▶ MATERIAL FOR THIS TASK:

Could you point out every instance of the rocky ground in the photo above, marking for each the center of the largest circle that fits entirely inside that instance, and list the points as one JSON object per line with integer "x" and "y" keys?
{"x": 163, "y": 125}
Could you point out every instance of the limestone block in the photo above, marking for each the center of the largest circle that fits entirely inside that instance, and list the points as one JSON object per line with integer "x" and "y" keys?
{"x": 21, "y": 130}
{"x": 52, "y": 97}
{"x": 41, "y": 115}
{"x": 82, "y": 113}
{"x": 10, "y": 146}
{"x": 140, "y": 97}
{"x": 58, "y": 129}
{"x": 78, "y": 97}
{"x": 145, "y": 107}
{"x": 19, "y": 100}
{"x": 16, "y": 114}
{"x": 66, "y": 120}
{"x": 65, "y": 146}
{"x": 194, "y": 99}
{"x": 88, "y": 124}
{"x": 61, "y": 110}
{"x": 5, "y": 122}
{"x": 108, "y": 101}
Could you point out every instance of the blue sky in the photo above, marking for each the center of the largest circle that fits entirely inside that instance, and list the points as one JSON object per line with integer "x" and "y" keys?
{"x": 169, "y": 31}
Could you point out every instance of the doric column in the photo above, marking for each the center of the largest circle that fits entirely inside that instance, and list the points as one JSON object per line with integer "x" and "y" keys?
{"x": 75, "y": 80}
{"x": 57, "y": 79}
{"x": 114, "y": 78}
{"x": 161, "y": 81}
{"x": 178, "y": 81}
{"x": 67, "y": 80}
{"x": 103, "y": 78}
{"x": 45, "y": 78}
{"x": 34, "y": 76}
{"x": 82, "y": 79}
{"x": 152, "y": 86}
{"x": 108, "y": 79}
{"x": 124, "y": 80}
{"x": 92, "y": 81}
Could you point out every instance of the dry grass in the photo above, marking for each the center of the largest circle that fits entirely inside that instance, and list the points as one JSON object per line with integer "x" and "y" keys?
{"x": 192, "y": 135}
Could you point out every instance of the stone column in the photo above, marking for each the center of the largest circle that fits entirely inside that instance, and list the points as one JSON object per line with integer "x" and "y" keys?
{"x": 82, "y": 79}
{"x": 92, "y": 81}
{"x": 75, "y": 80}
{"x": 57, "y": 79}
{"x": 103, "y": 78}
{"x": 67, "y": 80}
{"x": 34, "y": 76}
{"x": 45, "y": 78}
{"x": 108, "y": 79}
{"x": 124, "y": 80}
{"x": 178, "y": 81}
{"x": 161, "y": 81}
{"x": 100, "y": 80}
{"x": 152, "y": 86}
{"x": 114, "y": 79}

▶ WORK ORDER:
Each line above should be output exactly as written.

▶ EXPECTED ANSWER:
Could you point out every instance of the rocky ground in the photo above, marking for each the center of the largest circle that fits entirely inside that instance, and list the points as one JSON object per line with integer "x" and "y" keys?
{"x": 163, "y": 125}
Could you point out every instance of the limestone block in the photo above, marking for each the center of the largest circle that fits entirely inside that instance, and list the points as one JSON object per line with integer "x" and "y" keys?
{"x": 21, "y": 130}
{"x": 52, "y": 97}
{"x": 41, "y": 115}
{"x": 82, "y": 113}
{"x": 10, "y": 146}
{"x": 140, "y": 97}
{"x": 58, "y": 129}
{"x": 78, "y": 97}
{"x": 145, "y": 107}
{"x": 19, "y": 100}
{"x": 16, "y": 114}
{"x": 66, "y": 120}
{"x": 65, "y": 146}
{"x": 194, "y": 99}
{"x": 88, "y": 124}
{"x": 61, "y": 110}
{"x": 5, "y": 122}
{"x": 108, "y": 101}
Could you point out every instance of the blue sky in the photo above, marking for each the center of the largest circle that fits entirely inside that instance, and list the points as one JSON object per line with integer "x" and "y" keys?
{"x": 169, "y": 31}
Could you point out every instance of the doric column in the photo above, marking for each the center of the largest circle that fits entirely inside that instance, and list the points as one JSON object per line with integer "x" and "y" keys?
{"x": 75, "y": 80}
{"x": 57, "y": 79}
{"x": 114, "y": 78}
{"x": 161, "y": 81}
{"x": 178, "y": 81}
{"x": 67, "y": 80}
{"x": 103, "y": 78}
{"x": 45, "y": 78}
{"x": 34, "y": 76}
{"x": 82, "y": 79}
{"x": 152, "y": 86}
{"x": 108, "y": 79}
{"x": 124, "y": 80}
{"x": 92, "y": 81}
Could you point out every instance of the dry grass in the photo above, marking for each the center of the largest circle that fits entirely inside that instance, and list the points as one JSON object per line with integer "x" and "y" keys?
{"x": 192, "y": 135}
Could you point out every instance of the stone column in the photo above, marking for each the center of the largest circle that fits entirely inside that instance, and list the points as one JSON object per line with integer "x" and "y" keys?
{"x": 82, "y": 79}
{"x": 92, "y": 81}
{"x": 75, "y": 80}
{"x": 57, "y": 79}
{"x": 103, "y": 78}
{"x": 67, "y": 80}
{"x": 34, "y": 76}
{"x": 45, "y": 78}
{"x": 108, "y": 79}
{"x": 124, "y": 80}
{"x": 178, "y": 81}
{"x": 161, "y": 81}
{"x": 100, "y": 80}
{"x": 152, "y": 86}
{"x": 114, "y": 79}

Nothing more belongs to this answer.